JOBS:
(1) Retype the commentary on Sansa and Dontos from "This brings me" up to and including "in the end.".
(2) In the commentary on Sansa and Dontos, what does Sansa pray for in the godswood when she first meets Dontos?
(3) Why does the commentary on Sansa and Dontos conclude that Dontos is Sansa's only real friend in King's Landing?

TEXT PROVIDED:
++++++++++

Another thing is that, before rereading these chapters, I had thought that the Hound was the only person to speak the harsh truth to Sansa, but after studying these chapters I realize that Dontos does this too. He’s also having an influence on changing Sansa’s idealistic worldview and getting her to recognize the reality of her situation which, though brutal, can only help her later on as she learns how to deal with the realities of her life.
This brings me to my last big point about Dontos, which is that I believe he is Sansa’s only real friend in King’s Landing. I thought she had absolutely none, as the Tyrell friendships all proved false and I wouldn’t count what she had with the Hound as a friendship, but after reading through all her interactions with Dontos, he does appear to be a true friend to Sansa. In the chapter where she first meets him in the godswood, I noted how she prays for “a friend or a true knight.” Sansa’s prayers seem to be coming true in unexpected ways, and I think Dontos showing up just after this is one of those ways. He does help her get out of King’s Landing in the end.

++++++++++

RECORDS SUPPLIED:

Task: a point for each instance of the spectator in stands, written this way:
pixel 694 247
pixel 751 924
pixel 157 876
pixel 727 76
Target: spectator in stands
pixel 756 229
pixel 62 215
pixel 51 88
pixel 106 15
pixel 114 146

++++++++++

SOLUTIONS PER TASK:
(1)
This brings me to my last big point about Dontos, which is that I believe he is Sansa’s only real friend in King’s Landing. I thought she had absolutely none, as the Tyrell friendships all proved false and I wouldn’t count what she had with the Hound as a friendship, but after reading through all her interactions with Dontos, he does appear to be a true friend to Sansa. In the chapter where she first meets him in the godswood, I noted how she prays for “a friend or a true knight.” Sansa’s prayers seem to be coming true in unexpected ways, and I think Dontos showing up just after this is one of those ways. He does help her get out of King’s Landing in the end.

(2) She prays for "a friend or a true knight."

(3) The Tyrell friendships all proved false, and the writer doesn't count what Sansa had with the Hound as a friendship. Dontos, however, appears across all their interactions to be a true friend, and he does help her get out of King's Landing in the end.